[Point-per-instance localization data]
Content starts

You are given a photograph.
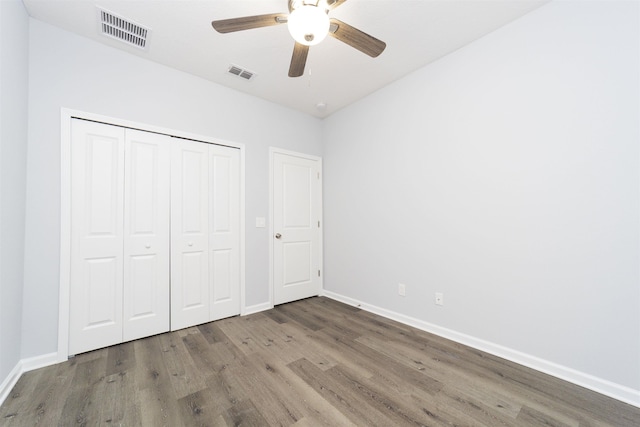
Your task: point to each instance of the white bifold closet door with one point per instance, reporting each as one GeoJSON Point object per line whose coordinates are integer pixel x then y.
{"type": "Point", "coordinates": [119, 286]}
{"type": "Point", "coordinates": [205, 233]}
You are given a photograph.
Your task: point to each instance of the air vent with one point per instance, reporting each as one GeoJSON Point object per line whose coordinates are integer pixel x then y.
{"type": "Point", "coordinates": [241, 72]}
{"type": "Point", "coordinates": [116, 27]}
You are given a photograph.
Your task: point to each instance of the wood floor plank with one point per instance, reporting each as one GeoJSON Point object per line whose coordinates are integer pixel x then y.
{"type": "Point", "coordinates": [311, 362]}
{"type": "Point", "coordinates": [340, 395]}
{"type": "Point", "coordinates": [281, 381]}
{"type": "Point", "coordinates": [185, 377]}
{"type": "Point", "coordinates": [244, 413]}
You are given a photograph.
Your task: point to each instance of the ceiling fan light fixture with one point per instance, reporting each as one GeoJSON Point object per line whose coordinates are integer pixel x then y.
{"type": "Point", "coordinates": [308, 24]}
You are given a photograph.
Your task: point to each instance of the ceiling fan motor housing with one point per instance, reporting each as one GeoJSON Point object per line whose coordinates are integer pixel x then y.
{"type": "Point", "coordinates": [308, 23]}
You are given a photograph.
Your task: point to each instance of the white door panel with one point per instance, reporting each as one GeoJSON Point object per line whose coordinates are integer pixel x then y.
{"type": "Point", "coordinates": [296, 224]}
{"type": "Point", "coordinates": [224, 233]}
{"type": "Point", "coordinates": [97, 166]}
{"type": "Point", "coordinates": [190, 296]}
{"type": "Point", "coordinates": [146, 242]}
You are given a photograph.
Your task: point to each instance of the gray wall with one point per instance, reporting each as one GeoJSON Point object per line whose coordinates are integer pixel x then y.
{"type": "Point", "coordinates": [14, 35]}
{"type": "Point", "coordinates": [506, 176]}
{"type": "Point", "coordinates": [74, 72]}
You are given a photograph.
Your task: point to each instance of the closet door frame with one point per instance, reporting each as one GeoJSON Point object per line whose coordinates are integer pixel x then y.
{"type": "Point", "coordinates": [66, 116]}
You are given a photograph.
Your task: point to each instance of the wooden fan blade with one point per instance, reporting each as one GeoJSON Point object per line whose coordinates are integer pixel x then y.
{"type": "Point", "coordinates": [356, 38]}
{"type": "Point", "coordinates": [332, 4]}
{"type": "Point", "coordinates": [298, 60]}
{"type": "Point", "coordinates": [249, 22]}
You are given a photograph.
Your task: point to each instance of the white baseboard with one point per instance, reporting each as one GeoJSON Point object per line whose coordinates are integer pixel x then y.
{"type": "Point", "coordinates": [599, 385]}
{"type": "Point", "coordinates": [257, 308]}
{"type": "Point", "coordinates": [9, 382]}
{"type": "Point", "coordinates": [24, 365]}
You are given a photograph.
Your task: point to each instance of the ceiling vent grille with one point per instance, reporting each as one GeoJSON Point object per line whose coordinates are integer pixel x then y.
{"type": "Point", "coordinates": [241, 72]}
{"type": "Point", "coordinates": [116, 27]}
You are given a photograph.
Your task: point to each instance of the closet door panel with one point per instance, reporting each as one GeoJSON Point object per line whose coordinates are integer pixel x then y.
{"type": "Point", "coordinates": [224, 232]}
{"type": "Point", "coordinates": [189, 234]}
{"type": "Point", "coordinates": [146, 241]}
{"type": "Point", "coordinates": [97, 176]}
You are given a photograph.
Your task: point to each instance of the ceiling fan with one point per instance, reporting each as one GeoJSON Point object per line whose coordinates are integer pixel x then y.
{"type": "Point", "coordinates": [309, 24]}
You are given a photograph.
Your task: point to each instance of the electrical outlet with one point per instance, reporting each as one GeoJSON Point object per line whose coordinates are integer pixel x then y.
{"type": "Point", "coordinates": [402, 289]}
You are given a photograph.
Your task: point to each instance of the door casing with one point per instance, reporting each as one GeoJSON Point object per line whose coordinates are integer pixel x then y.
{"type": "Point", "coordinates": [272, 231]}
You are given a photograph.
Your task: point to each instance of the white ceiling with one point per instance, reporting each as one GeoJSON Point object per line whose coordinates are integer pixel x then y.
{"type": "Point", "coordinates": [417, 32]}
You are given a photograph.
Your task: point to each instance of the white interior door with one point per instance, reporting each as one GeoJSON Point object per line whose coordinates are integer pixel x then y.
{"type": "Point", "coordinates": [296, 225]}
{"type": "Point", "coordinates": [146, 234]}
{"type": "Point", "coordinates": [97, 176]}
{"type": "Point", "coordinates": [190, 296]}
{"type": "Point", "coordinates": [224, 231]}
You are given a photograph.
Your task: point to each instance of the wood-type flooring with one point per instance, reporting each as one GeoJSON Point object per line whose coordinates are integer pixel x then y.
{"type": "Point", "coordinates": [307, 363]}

Content ends

EXERCISE PROMPT:
Keep every word of the data as it is when you write it out, but drop the pictures.

ANSWER SPACE:
You are given a photograph.
Your task: point to each instance of the white bifold closet door with one point per instance, reporting each as one GeoJSON Point object per line whose coordinates are integer pixel x then y.
{"type": "Point", "coordinates": [119, 286]}
{"type": "Point", "coordinates": [205, 233]}
You are given a photograph.
Your task: point to each instance of the air vent with one point per instance, reporting each as one GeoJSON Point object per line whose coordinates are integer pixel x then y.
{"type": "Point", "coordinates": [241, 72]}
{"type": "Point", "coordinates": [116, 27]}
You are given a photograph.
Your task: point to each instance of the wood floor plank with one point per instance, reporting each as one GeoJSON Point object per line whose coordinates are integer pixel x then y.
{"type": "Point", "coordinates": [311, 362]}
{"type": "Point", "coordinates": [340, 395]}
{"type": "Point", "coordinates": [281, 381]}
{"type": "Point", "coordinates": [185, 377]}
{"type": "Point", "coordinates": [244, 413]}
You are given a photograph.
Your task: point to each instance of the ceiling fan light fixture with one point per instance, reporting each as one GeoJSON Point object per line whose coordinates are integer pixel x then y.
{"type": "Point", "coordinates": [308, 24]}
You are given a photograph.
Your task: point to each instance of the ceiling fan motor housing with one point per instance, reporting each as one GeoJSON Point object per line whose coordinates are integer pixel x then y.
{"type": "Point", "coordinates": [308, 23]}
You are given a photograph.
Your task: point to each instance of the white door panel with one point per instance, reporting each as one GeoJSON Point object per line whose coordinates are integer pixel x then y.
{"type": "Point", "coordinates": [296, 224]}
{"type": "Point", "coordinates": [224, 233]}
{"type": "Point", "coordinates": [97, 166]}
{"type": "Point", "coordinates": [190, 296]}
{"type": "Point", "coordinates": [146, 242]}
You are given a photograph.
Your task: point to each instance of the gray wall with one point per instance, reporting each as one GeoJSON Point object per line whose coordinates are integer pixel x then y.
{"type": "Point", "coordinates": [14, 35]}
{"type": "Point", "coordinates": [506, 176]}
{"type": "Point", "coordinates": [74, 72]}
You are given a photograph.
Your task: point to each instance of the closet door frame with one point per instance, reporting each as one GeoJSON Point object per line whose coordinates are integer pixel x then y.
{"type": "Point", "coordinates": [66, 116]}
You are given a photograph.
Your task: point to each instance of the wooden fan blade with one point per instance, reporting each as one GeoJSON Point object per line whose coordinates are integer pixel x then y.
{"type": "Point", "coordinates": [356, 38]}
{"type": "Point", "coordinates": [332, 4]}
{"type": "Point", "coordinates": [298, 60]}
{"type": "Point", "coordinates": [249, 22]}
You are given a photograph.
Your task: point to each instance of the white baseboard with one point per instance, reporting each as one GeoJSON Point object per line whose coordinates are integer pixel x then y.
{"type": "Point", "coordinates": [599, 385]}
{"type": "Point", "coordinates": [257, 308]}
{"type": "Point", "coordinates": [9, 382]}
{"type": "Point", "coordinates": [24, 365]}
You are given a photograph.
Your task: point to each instance of the ceiling vent grille with one point per instance, reporting each as one GeoJSON Point object per line whose coordinates are integer pixel x then y.
{"type": "Point", "coordinates": [241, 72]}
{"type": "Point", "coordinates": [116, 27]}
You are given a photograph.
Your task: point to each instance of the closet door panel with one point per instance, reporting each as one GeoJSON Point object per line whose coordinates are integer pixel x then y.
{"type": "Point", "coordinates": [224, 232]}
{"type": "Point", "coordinates": [189, 234]}
{"type": "Point", "coordinates": [146, 241]}
{"type": "Point", "coordinates": [97, 176]}
You are given a photograph.
Your task: point to each instance of the ceiling fan with one point per instance, reporting each as one GeoJSON Point object per line whose coordinates are integer pixel x then y.
{"type": "Point", "coordinates": [309, 24]}
You are given a photograph.
Your task: point to each instance of the electrical outlet with one point per instance, reporting each as one GeoJSON Point object per line whose coordinates are integer pixel x then y.
{"type": "Point", "coordinates": [402, 289]}
You are given a photograph.
Your task: point to each instance of the door casing with one point per instance, reporting each as one GeoJSON Point object per line whose coordinates are integer pixel x then y.
{"type": "Point", "coordinates": [272, 231]}
You are given a photograph.
Your task: point to each instance of the white ceiling with one point per instance, reporting each as one GeoJSON Point object per line whose coordinates are integer pixel x then y.
{"type": "Point", "coordinates": [417, 32]}
You are given a photograph.
Your task: point to each instance of the white interior door with one point per instance, reporting each as one GeoJSON Point object per line whose coordinates are integer pixel x then y.
{"type": "Point", "coordinates": [296, 225]}
{"type": "Point", "coordinates": [146, 234]}
{"type": "Point", "coordinates": [97, 176]}
{"type": "Point", "coordinates": [190, 296]}
{"type": "Point", "coordinates": [224, 231]}
You are given a photograph.
Your task: point to each instance of the wood-type flooring with one point per instance, reporting each as one GeoJSON Point object per line whose coordinates are integer pixel x then y.
{"type": "Point", "coordinates": [307, 363]}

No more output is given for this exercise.